**Set problem**
Gather every line of the records that contains the string "water" and copy each one out. Matching is case-sensitive.

**Data for the task**
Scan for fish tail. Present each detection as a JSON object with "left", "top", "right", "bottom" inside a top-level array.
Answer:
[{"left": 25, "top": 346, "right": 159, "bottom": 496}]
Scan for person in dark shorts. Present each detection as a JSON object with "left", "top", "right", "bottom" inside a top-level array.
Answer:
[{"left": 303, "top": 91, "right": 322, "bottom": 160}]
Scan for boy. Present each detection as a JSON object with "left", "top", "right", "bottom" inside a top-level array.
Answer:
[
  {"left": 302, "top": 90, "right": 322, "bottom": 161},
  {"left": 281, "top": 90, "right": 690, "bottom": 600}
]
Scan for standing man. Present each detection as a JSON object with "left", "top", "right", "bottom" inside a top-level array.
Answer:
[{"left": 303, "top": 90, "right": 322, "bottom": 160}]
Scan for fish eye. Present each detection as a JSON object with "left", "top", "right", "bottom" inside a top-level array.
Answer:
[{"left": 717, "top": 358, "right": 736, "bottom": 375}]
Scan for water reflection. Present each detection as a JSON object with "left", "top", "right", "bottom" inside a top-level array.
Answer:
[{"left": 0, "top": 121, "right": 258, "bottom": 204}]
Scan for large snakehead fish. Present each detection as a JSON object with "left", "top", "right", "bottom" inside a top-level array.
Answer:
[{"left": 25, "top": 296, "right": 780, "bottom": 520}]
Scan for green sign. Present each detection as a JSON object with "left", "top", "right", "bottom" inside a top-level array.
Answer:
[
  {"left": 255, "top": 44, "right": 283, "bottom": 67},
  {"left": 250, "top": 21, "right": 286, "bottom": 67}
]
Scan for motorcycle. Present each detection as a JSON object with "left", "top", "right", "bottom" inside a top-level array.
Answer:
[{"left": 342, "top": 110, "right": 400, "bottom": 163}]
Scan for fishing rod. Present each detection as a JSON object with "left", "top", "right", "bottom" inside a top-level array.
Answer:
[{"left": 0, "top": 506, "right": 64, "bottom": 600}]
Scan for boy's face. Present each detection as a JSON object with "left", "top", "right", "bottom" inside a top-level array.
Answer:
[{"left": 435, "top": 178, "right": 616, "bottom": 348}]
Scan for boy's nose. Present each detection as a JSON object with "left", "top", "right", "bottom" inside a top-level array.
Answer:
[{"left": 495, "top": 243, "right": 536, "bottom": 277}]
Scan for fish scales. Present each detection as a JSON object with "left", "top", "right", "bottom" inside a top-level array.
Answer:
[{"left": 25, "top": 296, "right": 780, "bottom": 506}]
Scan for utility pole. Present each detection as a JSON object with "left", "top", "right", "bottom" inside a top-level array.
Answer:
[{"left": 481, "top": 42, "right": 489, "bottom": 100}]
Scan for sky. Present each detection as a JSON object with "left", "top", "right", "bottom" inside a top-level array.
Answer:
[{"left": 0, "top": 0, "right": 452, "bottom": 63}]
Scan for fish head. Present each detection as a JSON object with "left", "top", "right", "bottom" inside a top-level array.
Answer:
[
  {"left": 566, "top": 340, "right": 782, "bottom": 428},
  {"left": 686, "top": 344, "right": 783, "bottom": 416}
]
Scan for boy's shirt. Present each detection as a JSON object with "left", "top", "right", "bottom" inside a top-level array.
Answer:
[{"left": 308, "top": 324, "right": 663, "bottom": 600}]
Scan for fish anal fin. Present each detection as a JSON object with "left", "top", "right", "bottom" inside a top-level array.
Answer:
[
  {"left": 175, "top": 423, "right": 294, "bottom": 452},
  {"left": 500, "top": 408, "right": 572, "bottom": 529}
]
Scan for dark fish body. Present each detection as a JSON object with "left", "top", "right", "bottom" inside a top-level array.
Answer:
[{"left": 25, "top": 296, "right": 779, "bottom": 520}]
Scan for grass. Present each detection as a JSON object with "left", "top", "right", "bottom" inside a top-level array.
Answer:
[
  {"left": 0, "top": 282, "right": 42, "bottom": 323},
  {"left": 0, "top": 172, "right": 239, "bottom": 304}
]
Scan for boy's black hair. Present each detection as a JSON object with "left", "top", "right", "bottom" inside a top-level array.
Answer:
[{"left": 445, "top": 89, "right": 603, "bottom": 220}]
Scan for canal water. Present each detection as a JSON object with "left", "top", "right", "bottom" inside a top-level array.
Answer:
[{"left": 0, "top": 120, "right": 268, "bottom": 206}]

**Result of the exercise**
Scan for water reflection. Present each detection as a JSON object with "left", "top", "right", "bottom" inside a top-level array.
Scan for canal water. Present each detection as a JSON object with "left", "top", "right", "bottom" inside a top-level array.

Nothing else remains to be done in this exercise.